[Stored records]
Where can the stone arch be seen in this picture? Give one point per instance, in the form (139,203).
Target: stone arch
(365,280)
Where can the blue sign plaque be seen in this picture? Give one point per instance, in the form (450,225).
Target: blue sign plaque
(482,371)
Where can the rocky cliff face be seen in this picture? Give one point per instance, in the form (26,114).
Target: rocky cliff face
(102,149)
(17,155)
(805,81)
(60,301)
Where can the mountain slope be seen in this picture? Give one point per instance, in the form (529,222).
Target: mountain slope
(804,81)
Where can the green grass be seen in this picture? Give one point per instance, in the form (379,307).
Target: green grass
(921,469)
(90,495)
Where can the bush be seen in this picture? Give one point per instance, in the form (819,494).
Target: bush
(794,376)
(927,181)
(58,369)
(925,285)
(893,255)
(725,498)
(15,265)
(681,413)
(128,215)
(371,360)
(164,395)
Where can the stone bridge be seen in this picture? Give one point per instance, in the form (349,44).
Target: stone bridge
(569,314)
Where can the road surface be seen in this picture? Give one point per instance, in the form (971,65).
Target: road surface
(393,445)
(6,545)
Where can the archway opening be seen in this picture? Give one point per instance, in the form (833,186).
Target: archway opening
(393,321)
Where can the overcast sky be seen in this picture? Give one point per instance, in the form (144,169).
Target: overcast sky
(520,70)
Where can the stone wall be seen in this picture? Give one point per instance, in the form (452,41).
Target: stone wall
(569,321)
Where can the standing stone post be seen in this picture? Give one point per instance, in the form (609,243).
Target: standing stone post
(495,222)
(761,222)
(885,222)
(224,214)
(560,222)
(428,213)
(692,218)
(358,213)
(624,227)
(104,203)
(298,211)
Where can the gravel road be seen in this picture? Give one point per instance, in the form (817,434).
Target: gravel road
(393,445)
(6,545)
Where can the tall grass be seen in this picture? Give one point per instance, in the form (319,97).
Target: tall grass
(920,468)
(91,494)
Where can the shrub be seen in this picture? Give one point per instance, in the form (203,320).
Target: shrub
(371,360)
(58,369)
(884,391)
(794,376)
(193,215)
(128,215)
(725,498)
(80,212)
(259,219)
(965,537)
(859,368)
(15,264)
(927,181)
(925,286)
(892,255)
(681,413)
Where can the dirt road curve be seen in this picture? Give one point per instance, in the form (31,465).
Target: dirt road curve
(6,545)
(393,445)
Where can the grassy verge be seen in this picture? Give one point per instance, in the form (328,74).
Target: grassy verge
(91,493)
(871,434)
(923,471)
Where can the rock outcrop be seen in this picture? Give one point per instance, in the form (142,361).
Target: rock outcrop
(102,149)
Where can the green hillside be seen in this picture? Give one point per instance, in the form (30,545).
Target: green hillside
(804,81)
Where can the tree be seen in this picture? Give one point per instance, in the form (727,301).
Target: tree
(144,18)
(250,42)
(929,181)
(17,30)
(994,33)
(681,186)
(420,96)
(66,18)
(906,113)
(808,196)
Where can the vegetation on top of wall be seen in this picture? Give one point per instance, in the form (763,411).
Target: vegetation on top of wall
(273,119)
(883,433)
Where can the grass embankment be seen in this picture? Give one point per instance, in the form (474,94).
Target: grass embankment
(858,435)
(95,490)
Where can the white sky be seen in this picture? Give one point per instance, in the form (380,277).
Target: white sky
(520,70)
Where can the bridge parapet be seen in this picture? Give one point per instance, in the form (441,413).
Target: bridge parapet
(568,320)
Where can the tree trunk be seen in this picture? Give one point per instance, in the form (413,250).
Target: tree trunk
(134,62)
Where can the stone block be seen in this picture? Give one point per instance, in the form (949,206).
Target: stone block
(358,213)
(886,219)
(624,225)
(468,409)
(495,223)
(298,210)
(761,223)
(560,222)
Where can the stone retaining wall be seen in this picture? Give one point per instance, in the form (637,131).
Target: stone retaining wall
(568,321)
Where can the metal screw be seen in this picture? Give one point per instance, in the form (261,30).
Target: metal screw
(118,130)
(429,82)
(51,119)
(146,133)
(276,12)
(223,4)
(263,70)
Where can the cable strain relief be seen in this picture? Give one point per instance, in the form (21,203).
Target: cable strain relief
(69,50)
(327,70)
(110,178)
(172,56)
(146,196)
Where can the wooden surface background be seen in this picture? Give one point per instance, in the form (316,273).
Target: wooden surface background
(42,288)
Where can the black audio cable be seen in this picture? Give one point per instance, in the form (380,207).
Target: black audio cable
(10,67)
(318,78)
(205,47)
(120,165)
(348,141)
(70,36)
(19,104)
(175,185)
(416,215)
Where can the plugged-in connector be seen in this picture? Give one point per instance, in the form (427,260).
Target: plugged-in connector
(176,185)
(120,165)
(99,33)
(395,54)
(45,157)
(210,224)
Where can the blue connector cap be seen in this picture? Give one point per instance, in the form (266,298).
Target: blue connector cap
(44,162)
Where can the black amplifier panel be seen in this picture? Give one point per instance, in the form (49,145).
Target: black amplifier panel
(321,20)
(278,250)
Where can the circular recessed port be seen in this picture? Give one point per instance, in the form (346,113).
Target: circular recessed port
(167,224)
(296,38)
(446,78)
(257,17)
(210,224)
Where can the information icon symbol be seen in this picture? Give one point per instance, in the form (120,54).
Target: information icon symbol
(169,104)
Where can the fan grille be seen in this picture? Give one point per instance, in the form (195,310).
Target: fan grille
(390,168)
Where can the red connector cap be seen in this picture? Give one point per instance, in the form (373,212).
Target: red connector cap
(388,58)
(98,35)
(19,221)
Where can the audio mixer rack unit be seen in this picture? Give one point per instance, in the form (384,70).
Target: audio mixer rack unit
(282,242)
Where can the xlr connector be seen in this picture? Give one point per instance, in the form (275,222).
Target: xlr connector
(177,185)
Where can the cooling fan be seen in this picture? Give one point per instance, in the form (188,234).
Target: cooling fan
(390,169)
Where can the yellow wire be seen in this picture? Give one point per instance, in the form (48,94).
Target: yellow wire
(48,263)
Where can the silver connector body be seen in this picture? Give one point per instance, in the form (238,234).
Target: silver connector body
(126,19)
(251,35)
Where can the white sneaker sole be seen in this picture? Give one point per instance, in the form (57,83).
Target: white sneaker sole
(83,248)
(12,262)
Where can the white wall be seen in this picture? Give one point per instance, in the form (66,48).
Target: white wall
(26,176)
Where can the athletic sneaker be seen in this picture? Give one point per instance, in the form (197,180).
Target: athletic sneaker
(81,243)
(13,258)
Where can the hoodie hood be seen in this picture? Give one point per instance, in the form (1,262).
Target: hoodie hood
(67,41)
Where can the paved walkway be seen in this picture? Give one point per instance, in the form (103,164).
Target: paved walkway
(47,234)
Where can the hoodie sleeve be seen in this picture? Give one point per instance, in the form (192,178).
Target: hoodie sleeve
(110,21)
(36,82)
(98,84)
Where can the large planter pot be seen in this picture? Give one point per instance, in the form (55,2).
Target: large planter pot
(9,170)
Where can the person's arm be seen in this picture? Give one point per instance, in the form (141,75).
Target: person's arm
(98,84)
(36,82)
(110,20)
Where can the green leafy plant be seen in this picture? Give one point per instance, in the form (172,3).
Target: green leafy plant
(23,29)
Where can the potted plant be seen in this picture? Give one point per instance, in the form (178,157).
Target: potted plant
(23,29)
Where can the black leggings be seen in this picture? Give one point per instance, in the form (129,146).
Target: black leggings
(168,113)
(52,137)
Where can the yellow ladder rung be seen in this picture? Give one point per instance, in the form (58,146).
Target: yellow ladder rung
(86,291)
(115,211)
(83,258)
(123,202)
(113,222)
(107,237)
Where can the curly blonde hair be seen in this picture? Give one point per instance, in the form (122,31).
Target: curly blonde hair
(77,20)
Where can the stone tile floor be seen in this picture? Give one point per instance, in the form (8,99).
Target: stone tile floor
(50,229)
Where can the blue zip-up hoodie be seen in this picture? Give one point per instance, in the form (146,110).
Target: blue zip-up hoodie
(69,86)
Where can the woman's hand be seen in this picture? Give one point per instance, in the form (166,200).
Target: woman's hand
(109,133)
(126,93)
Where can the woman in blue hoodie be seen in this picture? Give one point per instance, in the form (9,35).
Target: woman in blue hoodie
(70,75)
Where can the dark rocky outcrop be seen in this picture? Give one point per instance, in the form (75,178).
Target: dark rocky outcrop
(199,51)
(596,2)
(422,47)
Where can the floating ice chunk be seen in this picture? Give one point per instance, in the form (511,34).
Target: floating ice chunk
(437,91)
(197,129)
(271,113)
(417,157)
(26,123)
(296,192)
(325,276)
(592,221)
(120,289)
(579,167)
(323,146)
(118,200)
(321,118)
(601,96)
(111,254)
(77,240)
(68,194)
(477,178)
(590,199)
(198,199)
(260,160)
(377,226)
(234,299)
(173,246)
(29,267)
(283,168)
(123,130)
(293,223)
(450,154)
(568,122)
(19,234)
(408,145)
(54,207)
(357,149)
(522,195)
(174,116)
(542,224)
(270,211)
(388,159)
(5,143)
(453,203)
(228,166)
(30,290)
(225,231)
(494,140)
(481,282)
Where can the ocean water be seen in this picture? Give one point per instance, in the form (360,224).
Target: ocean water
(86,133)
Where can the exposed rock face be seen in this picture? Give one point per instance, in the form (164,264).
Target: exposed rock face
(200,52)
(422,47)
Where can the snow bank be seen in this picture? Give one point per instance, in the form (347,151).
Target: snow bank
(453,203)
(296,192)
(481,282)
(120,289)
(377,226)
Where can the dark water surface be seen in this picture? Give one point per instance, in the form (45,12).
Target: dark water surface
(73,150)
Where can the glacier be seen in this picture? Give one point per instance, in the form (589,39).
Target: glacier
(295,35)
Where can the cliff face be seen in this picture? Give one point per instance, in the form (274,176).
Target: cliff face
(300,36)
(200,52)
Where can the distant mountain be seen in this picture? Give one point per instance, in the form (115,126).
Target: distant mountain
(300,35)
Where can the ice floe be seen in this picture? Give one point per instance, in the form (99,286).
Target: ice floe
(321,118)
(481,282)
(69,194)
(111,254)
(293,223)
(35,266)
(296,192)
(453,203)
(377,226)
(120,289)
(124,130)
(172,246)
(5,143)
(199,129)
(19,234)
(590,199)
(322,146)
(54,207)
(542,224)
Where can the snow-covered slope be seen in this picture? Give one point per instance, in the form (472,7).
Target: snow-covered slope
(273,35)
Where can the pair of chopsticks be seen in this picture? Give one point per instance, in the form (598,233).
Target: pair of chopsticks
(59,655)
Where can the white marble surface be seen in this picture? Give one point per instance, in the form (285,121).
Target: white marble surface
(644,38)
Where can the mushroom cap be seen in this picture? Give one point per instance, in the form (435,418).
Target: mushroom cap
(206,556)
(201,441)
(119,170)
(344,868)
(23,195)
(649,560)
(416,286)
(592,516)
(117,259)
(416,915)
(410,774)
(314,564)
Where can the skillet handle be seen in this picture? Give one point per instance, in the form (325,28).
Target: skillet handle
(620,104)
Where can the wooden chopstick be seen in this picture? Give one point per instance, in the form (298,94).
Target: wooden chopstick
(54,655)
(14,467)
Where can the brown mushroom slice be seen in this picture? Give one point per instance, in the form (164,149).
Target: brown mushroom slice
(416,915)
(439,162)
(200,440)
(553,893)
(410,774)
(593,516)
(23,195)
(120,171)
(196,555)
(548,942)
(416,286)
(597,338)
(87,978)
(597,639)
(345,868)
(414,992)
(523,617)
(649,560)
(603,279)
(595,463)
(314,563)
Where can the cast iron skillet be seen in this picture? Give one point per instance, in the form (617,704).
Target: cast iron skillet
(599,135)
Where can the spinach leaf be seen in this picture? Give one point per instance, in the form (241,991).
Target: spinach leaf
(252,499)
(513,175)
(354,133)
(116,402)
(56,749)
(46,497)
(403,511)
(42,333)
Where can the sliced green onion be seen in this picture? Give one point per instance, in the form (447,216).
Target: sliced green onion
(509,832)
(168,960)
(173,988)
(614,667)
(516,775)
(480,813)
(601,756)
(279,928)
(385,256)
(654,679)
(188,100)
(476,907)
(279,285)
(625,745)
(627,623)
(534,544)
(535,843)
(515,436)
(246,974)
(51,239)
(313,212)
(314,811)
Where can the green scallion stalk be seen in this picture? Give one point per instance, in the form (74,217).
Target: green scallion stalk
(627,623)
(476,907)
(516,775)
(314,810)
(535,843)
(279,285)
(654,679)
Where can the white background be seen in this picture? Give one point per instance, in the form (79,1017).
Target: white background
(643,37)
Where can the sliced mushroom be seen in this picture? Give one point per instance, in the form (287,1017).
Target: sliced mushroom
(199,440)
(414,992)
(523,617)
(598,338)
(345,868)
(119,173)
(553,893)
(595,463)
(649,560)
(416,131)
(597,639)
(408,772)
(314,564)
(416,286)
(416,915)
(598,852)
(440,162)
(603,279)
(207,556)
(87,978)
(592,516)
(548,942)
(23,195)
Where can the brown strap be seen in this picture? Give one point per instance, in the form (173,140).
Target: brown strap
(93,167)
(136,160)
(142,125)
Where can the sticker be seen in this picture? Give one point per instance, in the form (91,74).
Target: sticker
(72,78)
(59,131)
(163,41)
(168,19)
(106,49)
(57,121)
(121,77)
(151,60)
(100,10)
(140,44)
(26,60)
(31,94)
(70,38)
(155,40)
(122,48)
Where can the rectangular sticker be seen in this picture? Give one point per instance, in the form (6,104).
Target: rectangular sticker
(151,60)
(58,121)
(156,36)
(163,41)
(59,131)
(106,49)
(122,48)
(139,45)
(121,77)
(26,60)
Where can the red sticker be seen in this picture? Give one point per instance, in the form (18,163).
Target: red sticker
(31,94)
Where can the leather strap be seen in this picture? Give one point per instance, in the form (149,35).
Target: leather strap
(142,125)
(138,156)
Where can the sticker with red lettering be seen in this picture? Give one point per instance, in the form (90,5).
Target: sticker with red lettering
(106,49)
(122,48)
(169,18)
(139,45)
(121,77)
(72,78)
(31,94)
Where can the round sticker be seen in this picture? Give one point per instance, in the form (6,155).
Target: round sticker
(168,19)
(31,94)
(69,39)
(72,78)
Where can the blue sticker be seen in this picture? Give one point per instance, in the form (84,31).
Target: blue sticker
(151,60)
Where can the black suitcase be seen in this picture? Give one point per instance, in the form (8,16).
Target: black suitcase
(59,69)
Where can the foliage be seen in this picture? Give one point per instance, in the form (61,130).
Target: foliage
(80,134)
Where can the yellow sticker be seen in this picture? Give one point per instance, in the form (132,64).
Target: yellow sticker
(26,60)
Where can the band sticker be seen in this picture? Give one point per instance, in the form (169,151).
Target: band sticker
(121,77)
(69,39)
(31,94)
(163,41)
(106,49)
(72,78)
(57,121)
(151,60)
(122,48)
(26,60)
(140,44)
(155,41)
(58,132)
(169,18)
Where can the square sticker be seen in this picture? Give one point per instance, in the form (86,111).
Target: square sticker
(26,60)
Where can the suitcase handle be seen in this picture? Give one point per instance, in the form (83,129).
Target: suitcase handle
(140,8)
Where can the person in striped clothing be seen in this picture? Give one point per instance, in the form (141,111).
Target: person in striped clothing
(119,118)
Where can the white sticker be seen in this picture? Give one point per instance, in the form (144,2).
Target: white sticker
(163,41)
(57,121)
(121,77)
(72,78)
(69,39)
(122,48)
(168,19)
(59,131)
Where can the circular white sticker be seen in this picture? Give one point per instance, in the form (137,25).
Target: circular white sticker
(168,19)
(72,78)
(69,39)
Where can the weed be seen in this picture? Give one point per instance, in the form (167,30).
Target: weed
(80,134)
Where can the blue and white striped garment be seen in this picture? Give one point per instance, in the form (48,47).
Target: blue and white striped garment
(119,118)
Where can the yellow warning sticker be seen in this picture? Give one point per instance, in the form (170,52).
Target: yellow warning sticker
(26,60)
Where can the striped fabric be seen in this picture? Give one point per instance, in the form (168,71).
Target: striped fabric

## [What is expected]
Lines to set down from above: the line with "Target: yellow ladder rung", the line with "Where can the stone tile", and every line between, each exactly as written.

## [Reply]
Target: yellow ladder rung
(86,291)
(115,211)
(83,258)
(123,202)
(113,222)
(107,237)
Where can the curly blonde hair be seen in this picture? Give one point per instance, in the form (122,31).
Target: curly blonde hair
(77,20)
Where can the stone tile floor be seen in this picture? Give one point per instance, in the form (8,99).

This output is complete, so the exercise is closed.